Artikel:
····················

TEMPO.CO, Jakarta - Amnesty International Indonesia mencatat setidaknya ada 116 kasus kekerasan yang diduga dilakukan oleh aparat kepolisian di seluruh wilayah Indonesia sepanjang Januari hingga November 2024. Ratusan kasus tersebut, kata Amnesty, menunjukkan bahwa kepolisian tidak menggunakan pendekatan humanis, melainkan pendekatan otoritarian represif.
Direktur Eksekutif Amnesty International Indonesia Usman Hamid menilai maraknya kekerasan oleh polisi sebagai kegagalan Kepala Kepolisian RI (Kapolri) Jenderal Listyo Sigit. “Listyo telah gagal dalam memimpin Polri untuk mengutamakan pendekatan humanis,” kata Usman ketika ditemui usai konferensi pers di kawasan Menteng, Jakarta Pusat, Senin, 9 Desember 2024.

····················

Yang Perlu Dikerjakan:
1. Jawablah tiga pertanyaan ini berdasarkan artikel tentang kekerasan oleh polisi.
(a) Berapa kasus kekerasan oleh aparat kepolisian yang dicatat Amnesty International Indonesia?
(b) Siapa yang dinilai Usman Hamid gagal memimpin Polri?
(c) Di kawasan mana Usman ditemui usai konferensi pers?
2. Tentukan apakah setiap pernyataan di bawah ini sesuai dengan artikel tentang kekerasan oleh polisi, lalu kutip kata-kata artikel yang menjadi penentunya.
(a) Amnesty mencatat kasus kekerasan sepanjang Januari hingga Desember 2024.
(b) Usman Hamid menjabat Direktur Eksekutif Amnesty International Indonesia.
(c) Menurut Amnesty, kepolisian menggunakan pendekatan humanis.
3. Lanjutkan artikel tentang kekerasan oleh polisi mulai dari kalimat terakhirnya.
Baris-baris ini diambil dari sumber yang berbeda.

····················

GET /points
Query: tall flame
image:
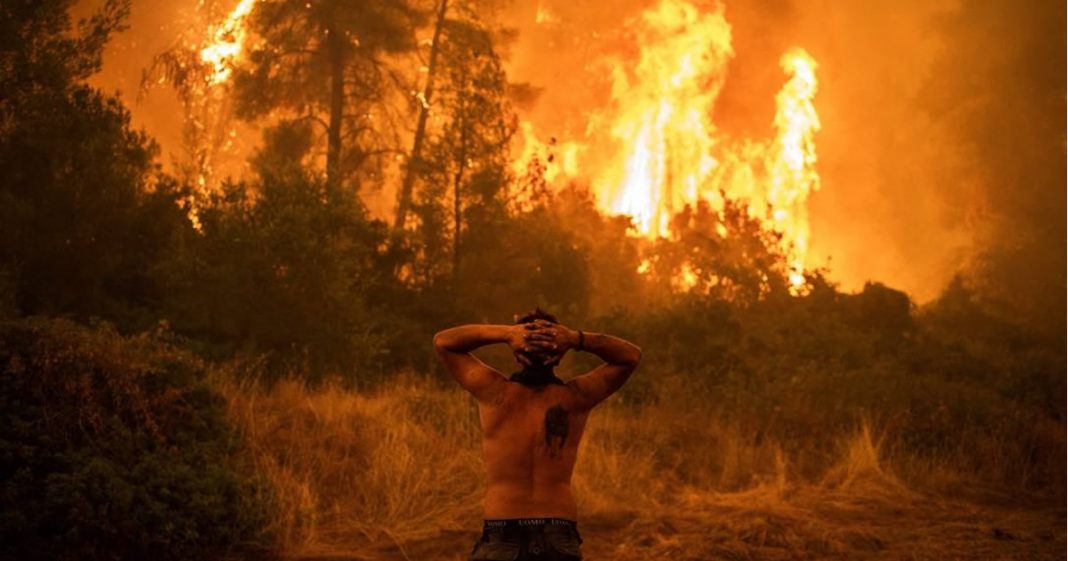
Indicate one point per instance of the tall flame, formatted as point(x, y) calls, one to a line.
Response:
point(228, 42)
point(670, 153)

····················

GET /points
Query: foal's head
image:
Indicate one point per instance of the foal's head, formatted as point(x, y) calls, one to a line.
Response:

····················

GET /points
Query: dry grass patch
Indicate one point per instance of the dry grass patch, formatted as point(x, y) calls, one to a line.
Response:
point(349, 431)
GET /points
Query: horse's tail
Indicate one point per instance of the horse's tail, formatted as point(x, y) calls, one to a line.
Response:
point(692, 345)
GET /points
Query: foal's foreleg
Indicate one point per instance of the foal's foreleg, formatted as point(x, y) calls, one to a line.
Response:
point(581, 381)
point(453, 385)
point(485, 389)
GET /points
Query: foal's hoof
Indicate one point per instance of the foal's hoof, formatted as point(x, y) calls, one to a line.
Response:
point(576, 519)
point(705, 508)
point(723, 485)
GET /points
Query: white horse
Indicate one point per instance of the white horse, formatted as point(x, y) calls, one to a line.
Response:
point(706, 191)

····················

Jawaban Tiap Tugas:
1.
(a) Setidaknya 116 kasus, sepanjang Januari hingga November 2024.
(b) Kapolri Jenderal Listyo Sigit.
(c) Kawasan Menteng, Jakarta Pusat.

2.
(a) Tidak: "sepanjang Januari hingga November 2024".
(b) Ya: "Direktur Eksekutif Amnesty International Indonesia Usman Hamid".
(c) Tidak: "kepolisian tidak menggunakan pendekatan humanis, melainkan pendekatan otoritarian represif".

3.
Usman berujar, Amnesty tidak melihat banyaknya kasus tersebut sebagai kesalahan satu anggota kepolisian saja. “Kami melihat itu sepenuhnya tanggung jawab pimpinan Polri, dalam hal ini Kapolri,” katanya.
“Tindakan-tindakan kekerasan polisi itu bukanlah tindakan orang per orang di kepolisian yang melakukan tindakan sendiri atau melanggar perintah atasan, melainkan sebuah kebijakan kepolisian,” tutur Usman.
Usman pun menyebut bahwa kritik mengenai maraknya kekerasan itu harus ditujukan kepada Kapolri Listyo Sigit. Menurut dia, Sigit perlu dimintai pertanggungjawaban. Bahkan Usman mengatakan bahwa sudah saatnya jabatan kapolri itu diberikan kepada orang lain. “Kalau perlu Kapolri dimintai tanggung jawab, diganti, dicopot,” ucap Usman. “Ada banyak jenderal lain yang punya integritas, yang jauh lebih punya kemampuan, lebih senior, atau lebih punya pengalaman panjang.”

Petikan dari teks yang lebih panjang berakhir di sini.